▶ _Source text_:
++++++++++++++++++++
GP-MoLFormer-Uniq

GP-MoLFormer is a class of models pretrained on SMILES string representations of 0.65-1.1B molecules from ZINC and PubChem. This repository is for the model pretrained on all the unique molecules from both datasets.

It was introduced in the paper GP-MoLFormer: A Foundation Model For Molecular Generation by Ross et al. and released in this repository.

Model Details

Model Description

GP-MoLFormer is a large-scale autoregressive chemical language model intended for molecule generation tasks. GP-MoLFormer employs the same architecture as MoLFormer-XL, including linear attention and rotary position embeddings, but uses decoder-only Transformer blocks trained with a causal language modeling objective. It is trained on up to 1.1B molecules in SMILES representation.

GP-MoLFormer was evaluated on de novo generation (at scale), scaffold-constrained decoration, and molecular property optimization tasks.

Intended use and limitations

The pretrained model may be used out-of-the-box for unconditional, de novo molecule generation. It can also be prompted with a partial SMILES string to do scaffold completion/decoration. We also demonstrate it can be fine-tuned on a particular dataset to change the output distribution (e.g., more druglike) or tuned for molecular optimization using pair-tuning. For details, see the paper and GitHub repository.

This model is not tested for classification performance. It is also not tested for molecules larger than ~200 atoms (i.e., macromolecules). Furthermore, using invalid or noncanonical SMILES may result in worse performance.

Example code

Use the code below to get started with the model.

import torch
from transformers import AutoModelForCausalLM, AutoTokenizer

model = AutoModelForCausalLM.from_pretrained("ibm-research/GP-MoLFormer-Uniq", trust_remote_code=True)
tokenizer = AutoTokenizer.from_pretrained("ibm-research/MoLFormer-XL-both-10pct", trust_remote_code=True)

outputs = model.generate(do_sample=True, top_k=None, max_length=202, num_return_sequences=3)
tokenizer.batch_decode(outputs, skip_special_tokens=True)

Training Details

Data

We trained GP-MoLFormer on a combination of molecules from the ZINC15 and PubChem datasets. This repository contains the version trained on all unique molecules from both datasets.

Molecules were canonicalized with RDKit prior to training and isomeric information was removed. Also, molecules longer than 202 tokens were dropped.

Hardware

16 x NVIDIA A100 80GB GPUs

Evaluation

We evaluated GP-MoLFormer on various generation metrics. The tables below show the performance of GP-MoLFormer-Uniq compared to baseline models:

	Val↑	Uniq@10k↑	Nov↑	Frag↑	Scaf↑	SNN↑	IntDiv↑	FCD↓
CharRNN	0.975	0.999	0.842	0.9998	0.9242	0.6015	0.8562	0.0732
VAE	0.977	0.998	0.695	0.9984	0.9386	0.6257	0.8558	0.0990
JT-VAE	1.000	1.000	0.914	0.9965	0.8964	0.5477	0.8551	0.3954
LIMO	1.000	0.976	1.000	0.6989	0.0079	0.2464	0.9039	26.78
MolGen-7B	1.000	1.000	0.934	0.9999	0.6538	0.5138	0.8617	0.0435
GP-MoLFormer-Uniq	1.000	0.977	0.390	0.9998	0.7383	0.5045	0.8655	0.0591

We report all metrics using the typical MOSES definitions on each model's respective test set. Note: novelty is with respect to each model's respective training set.

Citation

@misc{ross2025gpmolformerfoundationmodelmolecular,
      title={GP-MoLFormer: A Foundation Model For Molecular Generation}, 
      author={Jerret Ross and Brian Belgodere and Samuel C. Hoffman and Vijil Chenthamarakshan and Jiri Navratil and Youssef Mroueh and Payel Das},
      year={2025},
      eprint={2405.04912},
      archivePrefix={arXiv},
      primaryClass={q-bio.BM},
      url={https://arxiv.org/abs/2405.04912}, 
}
++++++++++++++++++++
▶ _Dataset records_:
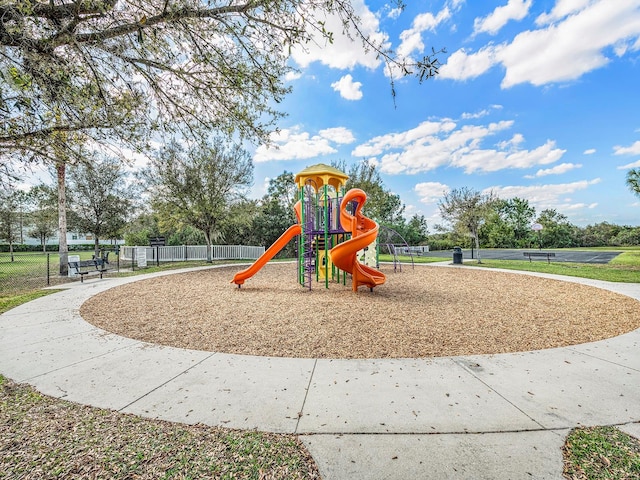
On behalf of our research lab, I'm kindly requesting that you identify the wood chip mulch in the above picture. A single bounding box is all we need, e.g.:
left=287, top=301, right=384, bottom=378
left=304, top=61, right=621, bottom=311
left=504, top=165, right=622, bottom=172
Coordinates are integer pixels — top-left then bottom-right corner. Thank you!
left=80, top=263, right=640, bottom=358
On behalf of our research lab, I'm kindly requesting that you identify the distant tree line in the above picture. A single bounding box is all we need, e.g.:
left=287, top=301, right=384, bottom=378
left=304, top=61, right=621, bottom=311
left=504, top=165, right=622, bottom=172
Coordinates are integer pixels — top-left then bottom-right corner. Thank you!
left=430, top=182, right=640, bottom=253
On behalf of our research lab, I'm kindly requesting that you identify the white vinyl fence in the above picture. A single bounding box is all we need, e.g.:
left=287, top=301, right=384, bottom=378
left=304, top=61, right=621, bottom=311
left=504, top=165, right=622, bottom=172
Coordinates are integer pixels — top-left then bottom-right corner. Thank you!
left=120, top=245, right=264, bottom=262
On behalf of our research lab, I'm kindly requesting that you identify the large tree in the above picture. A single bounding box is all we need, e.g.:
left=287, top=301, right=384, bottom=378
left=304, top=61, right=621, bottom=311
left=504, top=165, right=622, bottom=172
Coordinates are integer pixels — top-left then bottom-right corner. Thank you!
left=332, top=160, right=405, bottom=227
left=438, top=187, right=496, bottom=263
left=143, top=137, right=253, bottom=260
left=69, top=157, right=135, bottom=258
left=253, top=171, right=297, bottom=257
left=0, top=187, right=23, bottom=262
left=27, top=183, right=58, bottom=252
left=537, top=208, right=577, bottom=248
left=0, top=0, right=438, bottom=182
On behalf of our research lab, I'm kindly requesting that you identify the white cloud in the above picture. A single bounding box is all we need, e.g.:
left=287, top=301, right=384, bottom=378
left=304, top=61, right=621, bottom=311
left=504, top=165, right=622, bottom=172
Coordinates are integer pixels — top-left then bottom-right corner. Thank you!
left=524, top=163, right=582, bottom=178
left=473, top=0, right=533, bottom=35
left=536, top=0, right=592, bottom=26
left=331, top=74, right=362, bottom=100
left=352, top=119, right=565, bottom=174
left=559, top=203, right=598, bottom=211
left=618, top=160, right=640, bottom=170
left=284, top=71, right=302, bottom=82
left=439, top=0, right=640, bottom=88
left=413, top=182, right=450, bottom=205
left=613, top=140, right=640, bottom=155
left=436, top=45, right=499, bottom=80
left=460, top=105, right=502, bottom=120
left=397, top=6, right=451, bottom=57
left=387, top=8, right=402, bottom=20
left=291, top=0, right=389, bottom=69
left=253, top=127, right=355, bottom=163
left=318, top=127, right=356, bottom=145
left=497, top=0, right=640, bottom=88
left=484, top=178, right=600, bottom=211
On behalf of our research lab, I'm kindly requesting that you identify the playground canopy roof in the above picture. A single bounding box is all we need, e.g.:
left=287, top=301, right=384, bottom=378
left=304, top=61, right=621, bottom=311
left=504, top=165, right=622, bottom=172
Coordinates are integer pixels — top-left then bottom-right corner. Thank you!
left=296, top=163, right=349, bottom=191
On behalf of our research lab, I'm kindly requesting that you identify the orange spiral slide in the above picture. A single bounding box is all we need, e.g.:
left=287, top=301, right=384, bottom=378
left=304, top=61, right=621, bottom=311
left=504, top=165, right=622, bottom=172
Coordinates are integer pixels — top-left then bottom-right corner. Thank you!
left=329, top=188, right=386, bottom=292
left=231, top=201, right=301, bottom=288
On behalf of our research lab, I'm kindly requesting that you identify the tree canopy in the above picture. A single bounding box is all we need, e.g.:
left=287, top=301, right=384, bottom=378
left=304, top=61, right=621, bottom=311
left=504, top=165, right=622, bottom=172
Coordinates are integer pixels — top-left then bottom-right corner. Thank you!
left=69, top=158, right=135, bottom=256
left=0, top=0, right=438, bottom=182
left=142, top=138, right=253, bottom=258
left=438, top=187, right=496, bottom=263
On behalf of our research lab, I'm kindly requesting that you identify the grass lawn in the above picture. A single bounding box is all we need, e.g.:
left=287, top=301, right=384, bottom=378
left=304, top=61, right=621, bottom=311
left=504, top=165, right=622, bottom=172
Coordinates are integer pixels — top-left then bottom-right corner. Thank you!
left=378, top=253, right=447, bottom=265
left=0, top=375, right=320, bottom=480
left=465, top=247, right=640, bottom=283
left=0, top=256, right=640, bottom=480
left=562, top=427, right=640, bottom=480
left=0, top=290, right=320, bottom=480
++++++++++++++++++++
▶ _Required tasks_:
1. Duplicate the part of the model card starting at "GP-MoLFormer is a class" and ending at "in this repository.".
2. Set down the entries word for word, starting at the line that contains "identify the grass" and ending with the last line of the entries.
The model card and the entries were taken from unrelated sources.

▶ _Expected results_:
1.
GP-MoLFormer is a class of models pretrained on SMILES string representations of 0.65-1.1B molecules from ZINC and PubChem. This repository is for the model pretrained on all the unique molecules from both datasets.

It was introduced in the paper GP-MoLFormer: A Foundation Model For Molecular Generation by Ross et al. and released in this repository.

2.
On behalf of our research lab, I'm kindly requesting that you identify the grass lawn in the above picture. A single bounding box is all we need, e.g.:
left=287, top=301, right=384, bottom=378
left=304, top=61, right=621, bottom=311
left=504, top=165, right=622, bottom=172
Coordinates are integer pixels — top-left then bottom-right corner. Thank you!
left=378, top=253, right=447, bottom=265
left=0, top=375, right=320, bottom=480
left=465, top=247, right=640, bottom=283
left=0, top=256, right=640, bottom=480
left=562, top=427, right=640, bottom=480
left=0, top=290, right=320, bottom=480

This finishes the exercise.